* _WHAT NEEDS TO BE DONE_
Echo each line of the material below word for word, with no changes.
━━━━━━━━
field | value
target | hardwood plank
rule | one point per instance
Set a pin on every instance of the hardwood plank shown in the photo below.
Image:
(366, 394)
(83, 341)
━━━━━━━━
* _TASK SOLUTION_
field | value
target | hardwood plank
rule | one point per instance
Set a pin on every instance of the hardwood plank shown in the photo below.
Image:
(366, 394)
(83, 341)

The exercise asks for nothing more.